Texte source:
§

Nous allons maintenant nous immerger dans composent notre corporation, adhérer à leur grève de l’été 1869 et voir en quoi elle a constitué un moment important des luttes sociales, des luttes de femmes, au plan local comme international.

Le constat dressé sur les ovalistes en 1859, l’économiste libéral Louis Reybaud est éloquent :
« Elles arrivent à la tâche entière, comme compagnons. La seule différence est dans le prix des salaires. Le gouvernement de ces ouvrières est aussi facile que celui des ouvriers l’est peu. Elles sont douces, polies, obéissantes, se prêtent à toutes les services intérieurs et ne se rebutent ni ne se plaignent. La plupart conservent les sentiments religieux dont leur enfance a été nourrie... Point de débat avec elles, point de temps perdu en propos. Elles vivent ainsi, se perfectionnant dans leur art, trouvant le moyen de faire des épargnes même sur les salaires les plus modiques, s’amassant une petite dot en attendant un parti ».

§

Données enregistrées:
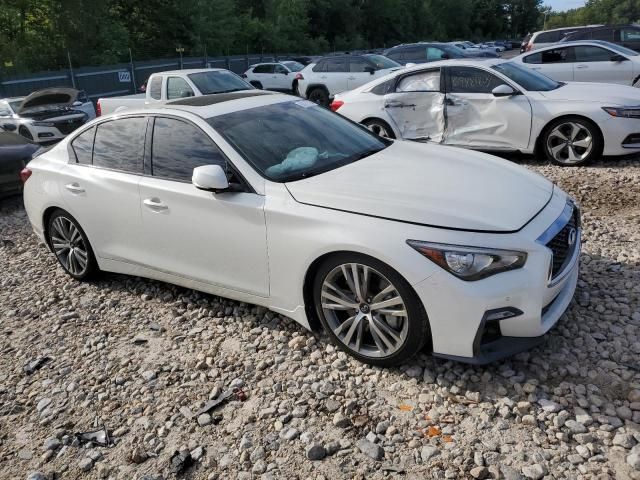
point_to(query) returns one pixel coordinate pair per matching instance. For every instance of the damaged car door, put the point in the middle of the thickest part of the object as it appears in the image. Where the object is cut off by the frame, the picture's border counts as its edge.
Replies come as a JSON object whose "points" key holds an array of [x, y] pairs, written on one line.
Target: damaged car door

§

Énoncé de tâche: Citez le texte sur les ovalistes, à partir de « Nous allons maintenant » et jusqu'à « local comme international. » inclus. Le matériel n'est pas nécessaire ici.

Réponse rédigée:
Nous allons maintenant nous immerger dans composent notre corporation, adhérer à leur grève de l’été 1869 et voir en quoi elle a constitué un moment important des luttes sociales, des luttes de femmes, au plan local comme international.